- _Text section_

::::::::::

I am trying to create a pandas DataFrame from a bunch of numpy ndarray without copying anything. The overall objective is to share a huge DataFrame between many processes from a shared memory.

Some information on my environment:

  • pandas 0.18.0
  • numpy 1.10.4
  • python 3.5

The function I use to retrieve the underlying data pointer of my ndarrays:

def ndarray_data_ptr(a):
    return hex(a.__array_interface__['data'][0])

Problem 1

It seems that pandas does not like int16 index. It will silently convert them to int64 and make a copy even though I specifically ask for zero-copy.

>>> import pandas as pd
>>> import numpy as np

>>> data = np.array([1.23, 4.56, 7.89], dtype=np.dtype(np.float64))
>>> index = np.array([1, 2, 3], dtype=np.dtype(np.int16))

>>> df = pd.DataFrame(
...     data=val,
...     index=pd.Index(idx, copy=False),
...     copy=False)

>>> print('data', ndarray_data_ptr(data))
data 0x2322790

>>> print('index', ndarray_data_ptr(index))
index 0x228d680

>>> print('df data', ndarray_data_ptr(df.values))
df data 0x2322790

>>> print('df index', ndarray_data_ptr(df.index.values))
df index 0x218a100

I managed to overcome this issue by explicitely providing the desired dtype when creating the pd.Index. It seems to work as expected now, even though the behavior of pandas is not really obvious. I would have expected the default value for dtype= of the constructor to be None and re-use the dtype of the provided ndarray. Instead, the default dtype= is object and the resulting pd.Index is coerced to int64.

>>> df = pd.DataFrame(
...     data=data,
...     index=pd.Index(index, copy=False, dtype=index.dtype),
...     copy=False)

::::::::::

Entries from a dataset
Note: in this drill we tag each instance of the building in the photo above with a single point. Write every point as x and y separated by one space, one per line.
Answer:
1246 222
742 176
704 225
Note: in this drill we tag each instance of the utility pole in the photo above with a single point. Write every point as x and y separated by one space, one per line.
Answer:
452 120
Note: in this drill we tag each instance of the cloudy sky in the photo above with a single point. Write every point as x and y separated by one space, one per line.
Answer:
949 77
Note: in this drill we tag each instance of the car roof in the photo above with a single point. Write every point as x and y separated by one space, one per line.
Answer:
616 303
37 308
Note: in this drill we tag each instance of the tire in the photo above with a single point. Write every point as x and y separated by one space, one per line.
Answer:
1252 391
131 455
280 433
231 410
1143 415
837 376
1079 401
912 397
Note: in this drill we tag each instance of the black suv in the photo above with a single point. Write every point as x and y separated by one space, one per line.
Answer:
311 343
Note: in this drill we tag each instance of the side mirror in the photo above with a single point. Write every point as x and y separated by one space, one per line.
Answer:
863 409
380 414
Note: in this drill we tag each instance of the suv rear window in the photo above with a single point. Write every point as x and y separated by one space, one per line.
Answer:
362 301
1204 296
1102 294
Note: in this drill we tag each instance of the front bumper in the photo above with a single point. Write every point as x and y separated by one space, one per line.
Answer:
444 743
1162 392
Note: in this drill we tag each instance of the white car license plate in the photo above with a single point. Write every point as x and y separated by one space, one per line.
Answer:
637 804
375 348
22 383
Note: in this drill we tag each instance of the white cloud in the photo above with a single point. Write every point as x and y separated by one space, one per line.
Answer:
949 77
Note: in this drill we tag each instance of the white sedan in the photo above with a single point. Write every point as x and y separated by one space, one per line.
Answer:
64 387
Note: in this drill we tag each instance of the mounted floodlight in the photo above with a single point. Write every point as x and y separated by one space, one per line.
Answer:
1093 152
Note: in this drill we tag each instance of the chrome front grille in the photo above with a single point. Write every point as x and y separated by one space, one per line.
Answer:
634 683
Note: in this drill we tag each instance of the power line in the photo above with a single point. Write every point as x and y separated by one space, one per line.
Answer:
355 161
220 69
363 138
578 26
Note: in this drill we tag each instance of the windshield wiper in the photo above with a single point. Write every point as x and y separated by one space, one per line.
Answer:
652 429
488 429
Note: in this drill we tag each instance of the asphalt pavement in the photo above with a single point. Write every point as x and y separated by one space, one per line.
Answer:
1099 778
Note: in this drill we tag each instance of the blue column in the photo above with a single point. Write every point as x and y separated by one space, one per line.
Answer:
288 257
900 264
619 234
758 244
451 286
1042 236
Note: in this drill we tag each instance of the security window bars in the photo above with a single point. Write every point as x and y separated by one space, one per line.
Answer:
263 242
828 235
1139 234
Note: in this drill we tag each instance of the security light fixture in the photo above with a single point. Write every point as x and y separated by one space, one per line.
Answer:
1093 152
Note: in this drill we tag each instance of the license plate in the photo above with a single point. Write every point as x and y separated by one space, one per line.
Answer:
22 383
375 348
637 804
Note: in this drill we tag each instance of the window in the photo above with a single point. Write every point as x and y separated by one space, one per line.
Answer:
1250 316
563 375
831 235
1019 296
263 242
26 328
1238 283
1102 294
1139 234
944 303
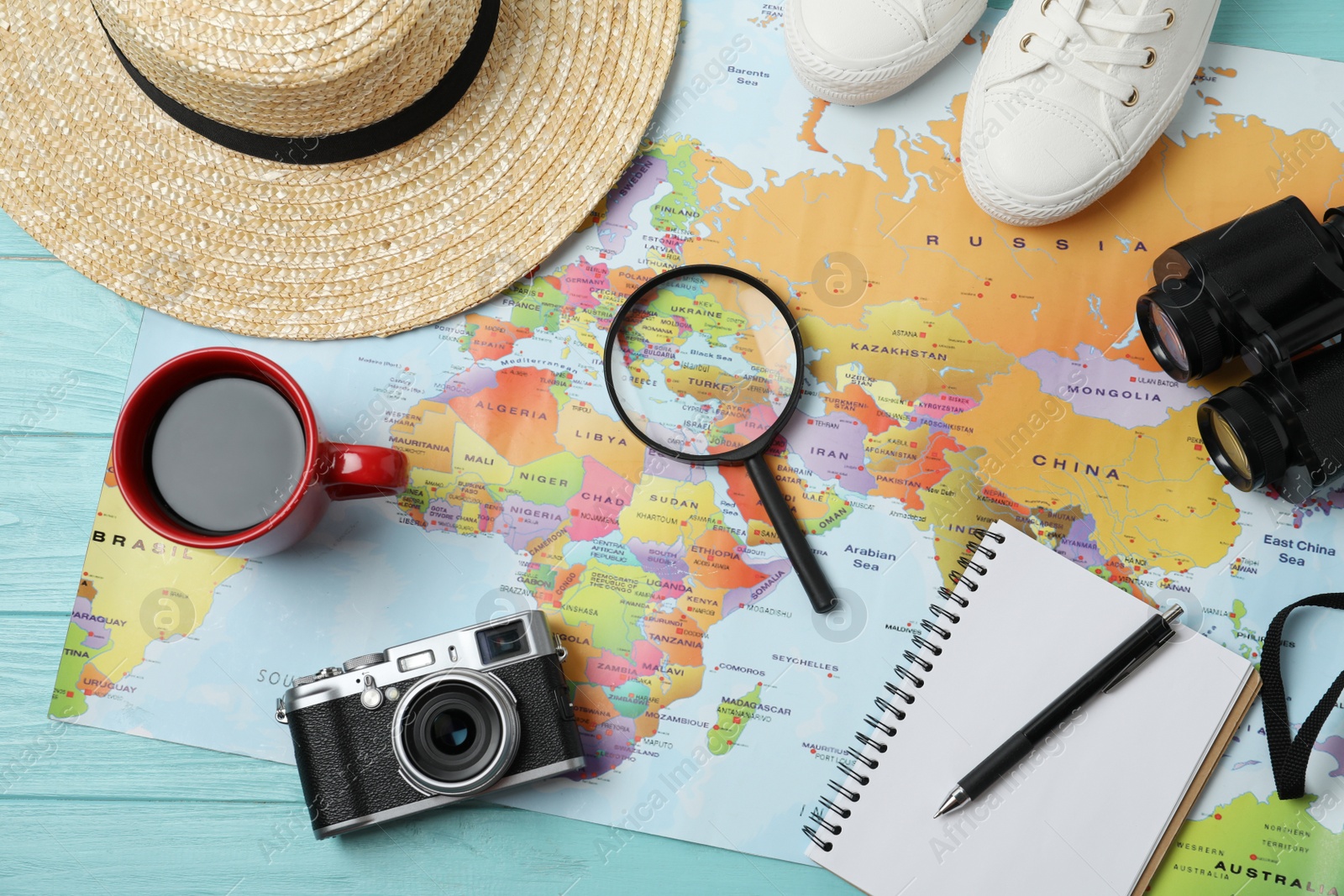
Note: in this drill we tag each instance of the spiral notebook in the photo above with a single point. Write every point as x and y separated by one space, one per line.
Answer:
1095 806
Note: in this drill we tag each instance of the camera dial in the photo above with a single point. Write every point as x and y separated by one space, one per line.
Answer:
367 660
456 732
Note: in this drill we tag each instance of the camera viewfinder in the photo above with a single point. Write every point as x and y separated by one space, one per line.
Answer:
501 642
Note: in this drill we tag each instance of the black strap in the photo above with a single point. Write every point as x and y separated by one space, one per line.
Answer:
1289 755
369 140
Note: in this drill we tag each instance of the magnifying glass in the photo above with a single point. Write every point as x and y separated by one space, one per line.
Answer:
705 364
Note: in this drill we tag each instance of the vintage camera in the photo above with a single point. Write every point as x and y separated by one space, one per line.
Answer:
432 721
1269 288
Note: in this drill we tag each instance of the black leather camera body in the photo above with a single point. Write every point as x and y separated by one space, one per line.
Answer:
432 721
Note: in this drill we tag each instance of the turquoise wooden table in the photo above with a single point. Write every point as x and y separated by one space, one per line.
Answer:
84 810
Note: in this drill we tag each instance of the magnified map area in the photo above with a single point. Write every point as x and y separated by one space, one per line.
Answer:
705 364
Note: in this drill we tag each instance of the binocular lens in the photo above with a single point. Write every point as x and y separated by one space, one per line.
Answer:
1229 446
1169 338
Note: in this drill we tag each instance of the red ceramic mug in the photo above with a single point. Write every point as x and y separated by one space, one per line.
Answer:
333 472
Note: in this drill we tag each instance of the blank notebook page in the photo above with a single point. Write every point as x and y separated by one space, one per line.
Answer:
1086 810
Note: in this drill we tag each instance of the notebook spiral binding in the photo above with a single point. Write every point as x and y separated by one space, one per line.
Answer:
897 692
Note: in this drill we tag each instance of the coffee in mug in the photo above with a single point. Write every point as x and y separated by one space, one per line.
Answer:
228 454
221 449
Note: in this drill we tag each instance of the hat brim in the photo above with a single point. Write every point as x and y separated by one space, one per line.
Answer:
129 197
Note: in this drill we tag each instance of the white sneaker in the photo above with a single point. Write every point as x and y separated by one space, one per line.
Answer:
857 51
1068 97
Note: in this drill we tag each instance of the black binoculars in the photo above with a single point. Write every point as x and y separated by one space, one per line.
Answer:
1269 288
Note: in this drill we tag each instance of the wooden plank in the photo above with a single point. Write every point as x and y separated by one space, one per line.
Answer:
78 801
235 849
49 495
15 244
65 349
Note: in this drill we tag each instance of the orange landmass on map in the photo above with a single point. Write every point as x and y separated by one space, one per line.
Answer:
1055 286
808 134
517 417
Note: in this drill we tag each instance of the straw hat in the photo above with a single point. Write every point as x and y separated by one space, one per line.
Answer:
319 168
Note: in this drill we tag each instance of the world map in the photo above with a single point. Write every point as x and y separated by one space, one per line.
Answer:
958 372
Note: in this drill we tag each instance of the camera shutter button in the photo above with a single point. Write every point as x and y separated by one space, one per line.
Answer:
371 698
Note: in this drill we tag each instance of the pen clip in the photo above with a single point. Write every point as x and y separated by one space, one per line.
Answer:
1137 661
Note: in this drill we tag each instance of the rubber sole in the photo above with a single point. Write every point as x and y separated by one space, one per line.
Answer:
860 86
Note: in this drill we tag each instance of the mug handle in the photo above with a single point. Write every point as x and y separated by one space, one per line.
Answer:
349 472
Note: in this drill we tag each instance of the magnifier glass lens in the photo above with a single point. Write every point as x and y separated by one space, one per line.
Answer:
705 364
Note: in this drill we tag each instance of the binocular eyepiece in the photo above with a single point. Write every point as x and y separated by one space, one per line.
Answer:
1268 286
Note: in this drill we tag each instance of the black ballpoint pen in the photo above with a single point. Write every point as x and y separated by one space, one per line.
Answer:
1108 673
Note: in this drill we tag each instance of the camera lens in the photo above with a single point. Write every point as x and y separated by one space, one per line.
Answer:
456 732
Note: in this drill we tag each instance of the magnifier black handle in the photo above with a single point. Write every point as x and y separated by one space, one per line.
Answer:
795 539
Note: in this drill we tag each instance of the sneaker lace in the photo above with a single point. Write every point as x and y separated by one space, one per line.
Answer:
1084 58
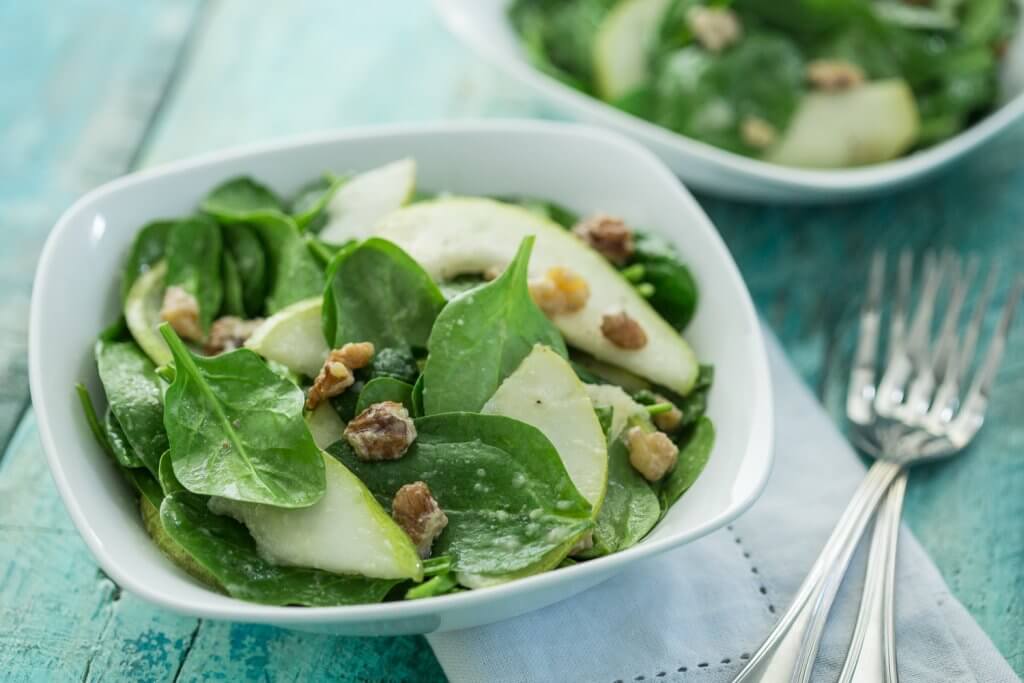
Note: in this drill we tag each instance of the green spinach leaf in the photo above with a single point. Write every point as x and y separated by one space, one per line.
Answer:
194 263
481 337
237 430
135 396
146 251
377 293
512 508
223 547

::::::::::

- _Problems to work on_
A. Can you sum up the post on zero-copy pandas DataFrames in two sentences?
B. Continue the post on zero-copy pandas DataFrames after its last line.

- _Set of answers_
A. The writer wants to build a pandas DataFrame from numpy ndarrays without copying anything, so that a huge DataFrame can be shared among many processes from shared memory. Pandas silently converted an int16 index to int64 and made a copy even though zero-copy was requested, and explicitly giving the desired dtype when creating the pd.Index seemed to make it work as expected.

B.
>>> print('data', ndarray_data_ptr(data))
data 0x2403780

>>> print('index', ndarray_data_ptr(index))
index 0x1abe930

>>> print('df data', ndarray_data_ptr(df.values))
df data 0x2403780

>>> print('df index', ndarray_data_ptr(df.index.values))
df index 0x1abe930

Problem 2

The previous example was just a starter. The real DataFrame that I want to build actually uses a pd.MultiIndex.

>>> data = np.array([1.23, 4.56, 7.89], dtype=np.dtype(np.float64))

>>> index_levels = [
>>>     np.array([1, 2, 3], dtype=np.dtype(np.int16)),
>>>     np.array([4, 5, 6], dtype=np.dtype(np.int16)),
>>> ]

>>> index_labels = [
>>>     np.array([0, 1, 2], dtype=np.dtype(np.int16)),
>>>     np.array([0, 1, 2], dtype=np.dtype(np.int16)),
>>> ]

>>> df = pd.DataFrame(
>>>     data=data,
>>>     index=pd.MultiIndex(
>>>         levels=[
>>>             pd.Index(index_levels[0], dtype=index_levels[0].dtype, copy=False),
>>>             pd.Index(index_levels[1], dtype=index_levels[1].dtype, copy=False),
>>>         ],
>>>         labels=[
>>>             pd.core.base.FrozenNDArray(index_labels[0], dtype=index_labels[0].dtype, copy=False),
>>>             pd.core.base.FrozenNDArray(index_labels[1], dtype=index_labels[1].dtype, copy=False),
>>>         ],
>>>         copy=False,
>>>     ),
>>>     copy=False)

>>> print('index level 0', ndarray_data_ptr(index_levels[0]))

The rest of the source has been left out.